Read the records and gather each line that includes "Target".

**Available data:**

+ + + + +

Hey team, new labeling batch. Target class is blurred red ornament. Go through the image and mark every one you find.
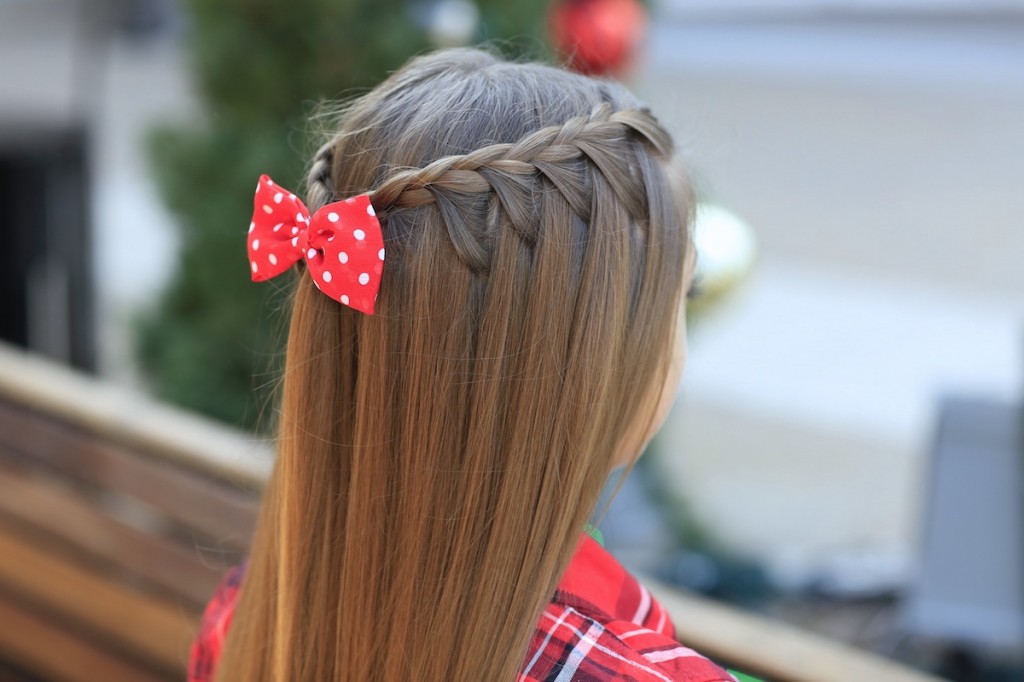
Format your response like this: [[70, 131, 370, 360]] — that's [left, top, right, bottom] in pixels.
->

+ + + + +

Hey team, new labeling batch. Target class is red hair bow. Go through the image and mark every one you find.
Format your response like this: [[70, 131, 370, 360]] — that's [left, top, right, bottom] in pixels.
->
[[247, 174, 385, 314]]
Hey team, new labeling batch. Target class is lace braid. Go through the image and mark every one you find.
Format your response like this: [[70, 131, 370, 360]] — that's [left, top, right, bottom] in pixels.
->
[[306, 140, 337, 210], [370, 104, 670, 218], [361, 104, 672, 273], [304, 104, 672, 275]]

+ + + + +

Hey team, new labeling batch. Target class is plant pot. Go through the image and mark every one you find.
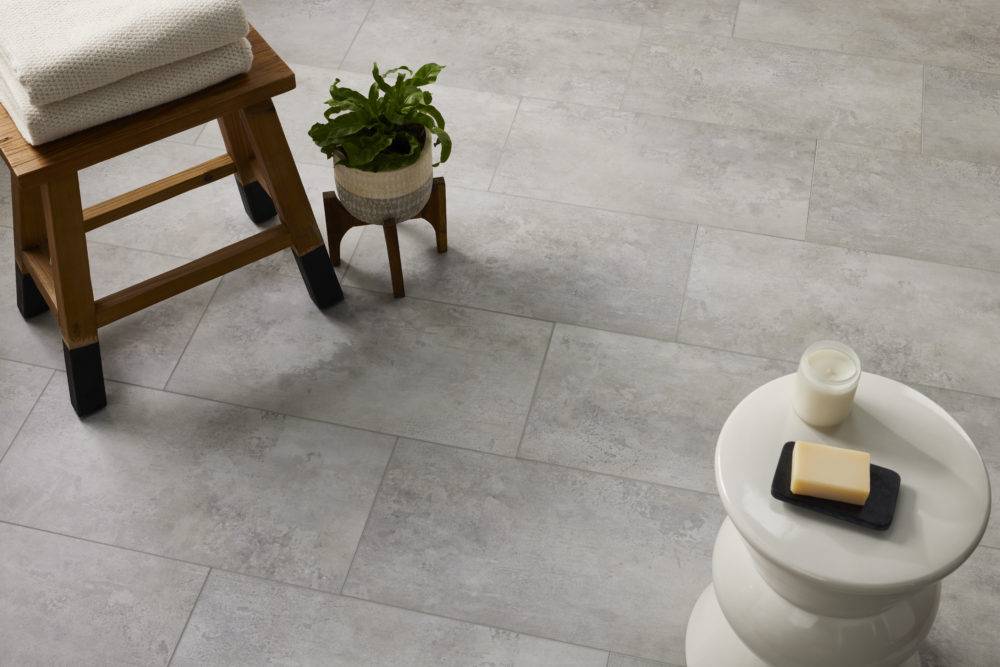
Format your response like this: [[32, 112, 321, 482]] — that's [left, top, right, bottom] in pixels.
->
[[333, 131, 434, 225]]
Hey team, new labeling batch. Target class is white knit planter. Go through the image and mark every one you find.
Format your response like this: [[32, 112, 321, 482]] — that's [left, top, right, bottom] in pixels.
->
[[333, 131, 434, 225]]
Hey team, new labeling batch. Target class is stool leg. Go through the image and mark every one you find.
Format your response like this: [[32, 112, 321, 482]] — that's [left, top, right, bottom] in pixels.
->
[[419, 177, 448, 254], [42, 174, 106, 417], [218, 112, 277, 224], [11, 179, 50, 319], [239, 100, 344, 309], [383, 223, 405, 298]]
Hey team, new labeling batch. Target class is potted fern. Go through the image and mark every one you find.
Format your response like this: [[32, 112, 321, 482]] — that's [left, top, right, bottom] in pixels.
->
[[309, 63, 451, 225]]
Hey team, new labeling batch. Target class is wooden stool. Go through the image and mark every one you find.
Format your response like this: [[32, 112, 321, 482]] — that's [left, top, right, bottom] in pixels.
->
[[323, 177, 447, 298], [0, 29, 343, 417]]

+ + + + +

**Written answer:**
Hey team, new labeling batch. Target class is blurred red ornament. Go through the image and mark every one you find.
Hey team, new labeling batch. Target class is red hair bow. Go through the image and mark every one you find.
Hey team, new labeling batch. Target class is lace braid. Go through the image and mark every one you find.
Hey team, new labeling batch. Target class is plant pot. Go through the image and mark every one you find.
Hey team, new labeling batch. Target class is white knit planter. Go through the image and mark every one you find.
Hey team, new labeling batch. Target class is stool leg. Go through the image and mark every one you find.
Hey team, new labeling batch. Target class is potted fern. Go through the image and mark every one you find.
Hey team, new labeling batch. Target class is wooden stool. Go through the image and mark every one you find.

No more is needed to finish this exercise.